- **VORLIEGENDER TEXT**
########

Da hilft vermutlich auch keine Trigger-Warnung mehr, höchstens ein Tusch: Die Gefühle, die diese Operette nicht verletzt, sind noch nicht erfunden, und gerade deshalb wurde sie am Landestheater Niederbayern in Passau begeistert beklatscht. Klar, eigentlich sind die Werke von William Gilbert und Arthur Sullivan aus heutiger Sicht kolonialistisch und sexistisch, nationalistisch und folkloristisch, und kulturelle Aneignung sind sie sowieso - schließlich lebten die beiden Operettenmacher in der viktorianischen Zeit, als England die halbe Welt ausbeutete und grotesken Moralvorstellungen frönte. Aber immerhin, der britische Humor milderte damals schon diesen Wahnsinn, sogar weniger Betuchte leisteten sich Selbstironie.
Spott trifft Engländer selbst
Wenn dann auch noch ein britischer Regisseur wie Simon Butteriss daherkommt und das Ganze gründlich entstaubt und als schwungvolle Satire auf die Satire auf die Bühne bringt, ist das Glück vollkommen. Gleich zu Beginn dieser Inszenierung des "Mikado" schaut das Publikum auf ein historisches Reklameplakat für eine der berüchtigten Völkerschauen, wie sie um 1880 in Mode waren. Geworben wird für ein vermeintlich authentisches japanisches Dorf mitten im Londoner Hyde-Park, aber wie sich sofort herausstellt, sind dort keine Japaner zu sehen, sondern verkleidete Engländer. Der Spott, mit dem diese die Asiaten lächerlich machen wollten, trifft sie also selbst.

########

Aus einer Sammlung entnommene Daten:
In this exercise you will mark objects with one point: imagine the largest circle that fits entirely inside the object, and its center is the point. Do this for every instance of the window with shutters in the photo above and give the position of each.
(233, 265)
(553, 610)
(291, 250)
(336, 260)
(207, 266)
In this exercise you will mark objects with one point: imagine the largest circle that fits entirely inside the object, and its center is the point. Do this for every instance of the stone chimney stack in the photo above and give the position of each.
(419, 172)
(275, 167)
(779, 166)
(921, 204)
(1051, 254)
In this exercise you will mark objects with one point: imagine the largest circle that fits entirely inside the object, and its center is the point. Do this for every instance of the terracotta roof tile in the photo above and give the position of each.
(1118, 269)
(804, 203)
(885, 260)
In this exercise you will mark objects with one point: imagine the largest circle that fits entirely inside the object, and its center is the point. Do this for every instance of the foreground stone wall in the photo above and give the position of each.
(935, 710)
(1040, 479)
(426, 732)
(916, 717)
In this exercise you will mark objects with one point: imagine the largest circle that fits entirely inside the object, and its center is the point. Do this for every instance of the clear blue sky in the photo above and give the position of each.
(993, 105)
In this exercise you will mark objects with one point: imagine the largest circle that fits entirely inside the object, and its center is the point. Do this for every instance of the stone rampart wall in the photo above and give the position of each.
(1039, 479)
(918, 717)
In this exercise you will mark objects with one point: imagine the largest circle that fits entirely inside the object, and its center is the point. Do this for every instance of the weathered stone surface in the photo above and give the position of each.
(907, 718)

########

- **ZU ERLEDIGENDE AUFGABEN**
• a. Welcher Regisseur bringt laut dem Text über die Passauer „Mikado“-Inszenierung das Stück auf die Bühne?
• b. Führe den Text über die „Mikado“-Inszenierung in Passau im Anschluss an seinen letzten Satz weiter.
Die Auflistung steht in keinem Zusammenhang mit dem Text über die „Mikado“-Inszenierung in Passau.

- **ANTWORTEN**
• a. Der britische Regisseur Simon Butteriss.

• b.
Aus deutscher Sicht ist britischer Humor ja oft albern, slapstickhaft, schräg, oder, hochtrabender ausgedrückt, dadaistisch. Keine der Figuren, die sich im "Mikado" tummeln, beansprucht auch nur annäherungsweise Glaubwürdigkeit, die absurde Story sowieso nicht. Es sind allesamt Zerrbilder, ungefähr so lebensecht wie das Krokodil im Kasperltheater, aber auch Puppen können ja bekanntlich therapeutisch wirkungsvoll sein. Und Lachen stärkt sowieso die Gesundheit. Insofern ist es ein fulminanter, herzerfrischender Abend mit allerlei tagesaktuellen Anspielungen, wie sie die echte Operette erfordert. Da wird für den Theaterneubau in Landshut und für den gefährdeten Musikunterricht in Grundschulen geworben und ständig der "zweite Posaunist" gemobbt, den es in der Niederbayerischen Philharmonie leider gar nicht gibt.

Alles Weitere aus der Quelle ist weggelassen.